What you should do: Repeat word for word, please, only the lines of the material from the one containing "Identify yellow sofa in this screenshot." through its final line, both ends included.

◇ ◇ ◇ ◇ ◇

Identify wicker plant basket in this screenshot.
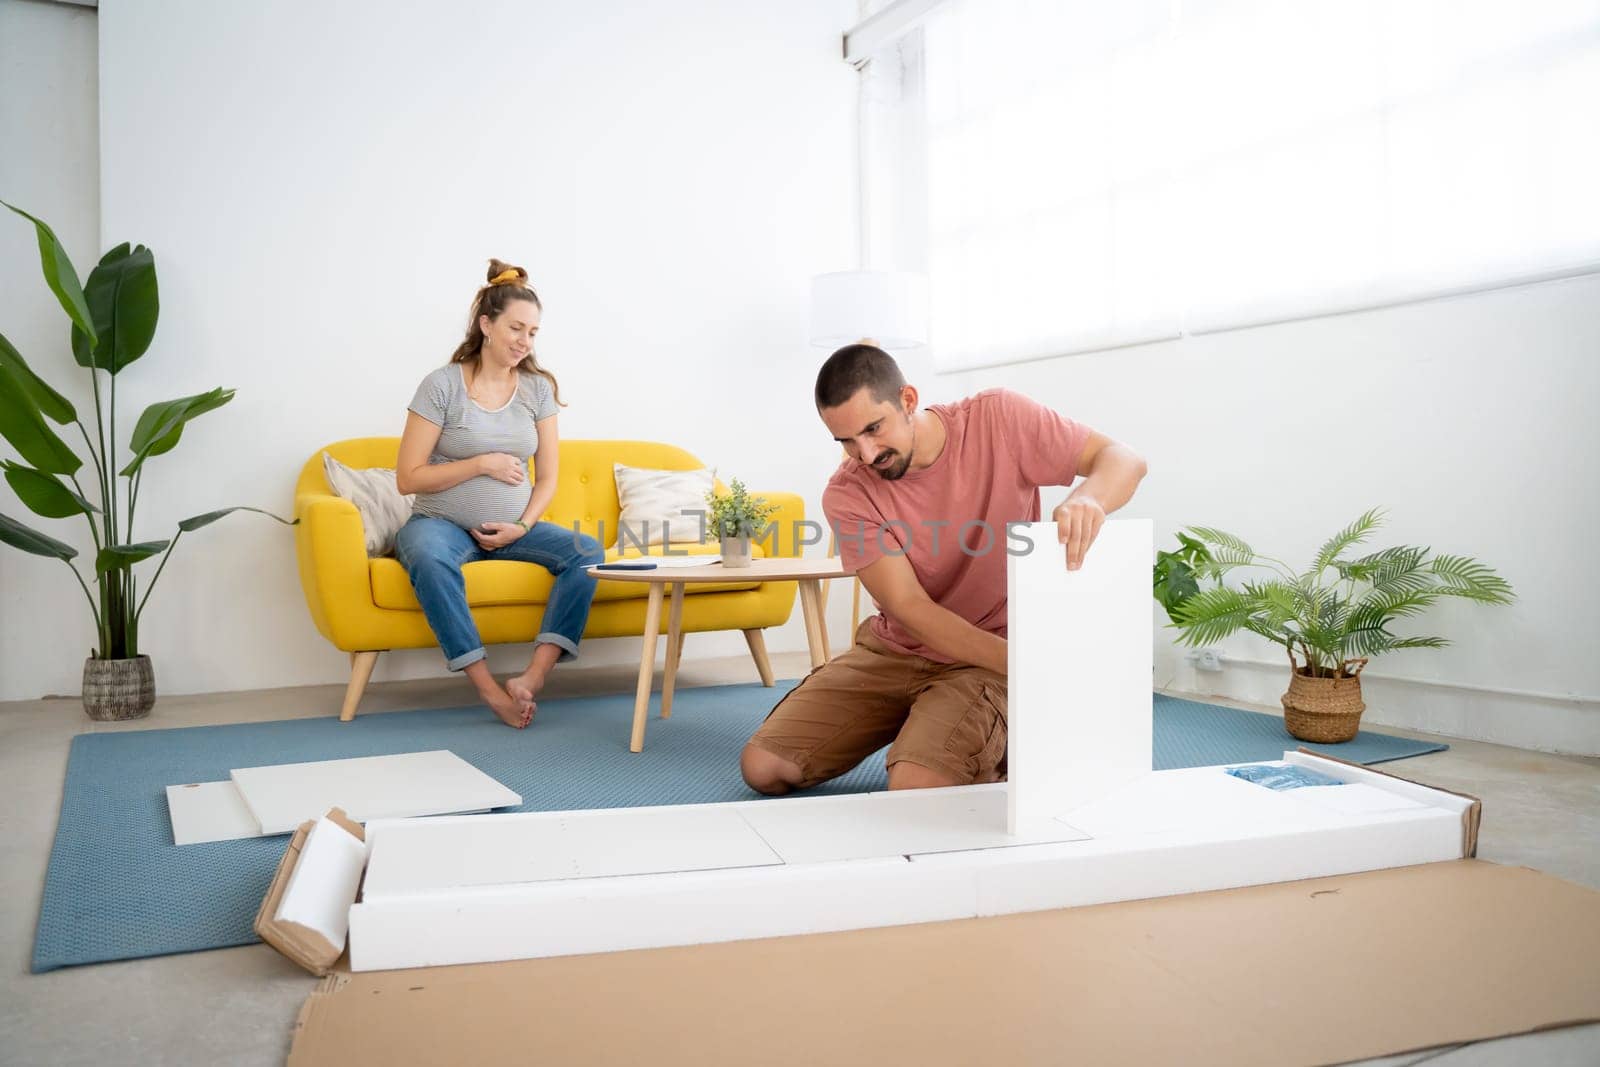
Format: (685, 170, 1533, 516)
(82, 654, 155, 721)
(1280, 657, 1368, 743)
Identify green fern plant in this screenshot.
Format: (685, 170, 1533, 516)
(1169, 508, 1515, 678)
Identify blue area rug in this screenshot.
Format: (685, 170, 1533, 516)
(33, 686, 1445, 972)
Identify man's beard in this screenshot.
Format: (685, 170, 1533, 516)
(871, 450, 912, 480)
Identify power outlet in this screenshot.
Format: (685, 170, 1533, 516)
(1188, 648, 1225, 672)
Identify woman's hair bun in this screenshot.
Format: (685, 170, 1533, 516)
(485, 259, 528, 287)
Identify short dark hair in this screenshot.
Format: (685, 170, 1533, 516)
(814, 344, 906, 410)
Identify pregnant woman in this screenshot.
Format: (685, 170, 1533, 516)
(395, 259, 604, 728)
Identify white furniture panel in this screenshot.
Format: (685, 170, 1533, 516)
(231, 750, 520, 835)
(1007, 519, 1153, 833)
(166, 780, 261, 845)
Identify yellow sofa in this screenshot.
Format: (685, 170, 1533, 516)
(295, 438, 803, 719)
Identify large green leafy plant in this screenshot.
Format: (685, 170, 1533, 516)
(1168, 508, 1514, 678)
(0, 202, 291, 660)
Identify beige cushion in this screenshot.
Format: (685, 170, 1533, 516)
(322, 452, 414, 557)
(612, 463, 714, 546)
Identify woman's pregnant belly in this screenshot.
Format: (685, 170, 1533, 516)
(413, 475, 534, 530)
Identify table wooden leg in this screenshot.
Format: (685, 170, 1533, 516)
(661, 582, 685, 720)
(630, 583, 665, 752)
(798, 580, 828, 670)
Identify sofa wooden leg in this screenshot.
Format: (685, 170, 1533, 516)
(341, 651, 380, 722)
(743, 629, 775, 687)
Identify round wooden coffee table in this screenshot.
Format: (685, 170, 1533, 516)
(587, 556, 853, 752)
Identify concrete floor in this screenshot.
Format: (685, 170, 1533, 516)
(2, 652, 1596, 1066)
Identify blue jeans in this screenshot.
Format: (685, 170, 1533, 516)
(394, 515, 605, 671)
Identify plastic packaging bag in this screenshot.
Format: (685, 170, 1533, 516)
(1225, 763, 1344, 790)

◇ ◇ ◇ ◇ ◇

Finished task:
Identify yellow sofa in this screenshot.
Format: (685, 170, 1533, 516)
(295, 438, 803, 719)
Identify large green leafy plant in this screenshot.
Format: (685, 170, 1533, 516)
(1168, 508, 1514, 678)
(0, 202, 291, 660)
Identify beige cushion in this screenshot.
Format: (685, 170, 1533, 516)
(322, 452, 414, 557)
(612, 463, 714, 546)
Identify woman's pregnant belly in this screenshot.
Format: (685, 170, 1533, 516)
(413, 475, 534, 530)
Identify table wooden leg in this screenshot.
Format: (685, 170, 1533, 516)
(661, 582, 685, 720)
(630, 583, 665, 752)
(798, 580, 828, 670)
Identify sofa wooden leg in this screenshot.
Format: (685, 170, 1533, 516)
(341, 651, 380, 722)
(743, 629, 775, 687)
Identify round wooden coffee table in this screenshot.
Format: (685, 170, 1533, 516)
(587, 556, 853, 752)
Identify concrete floor in this screenshot.
Format: (685, 170, 1533, 516)
(2, 652, 1596, 1066)
Identify blue jeans in this screenshot.
Format: (685, 170, 1533, 516)
(394, 515, 605, 671)
Identify plastic packaging bag in this screenshot.
Format: (685, 170, 1533, 516)
(1225, 763, 1344, 790)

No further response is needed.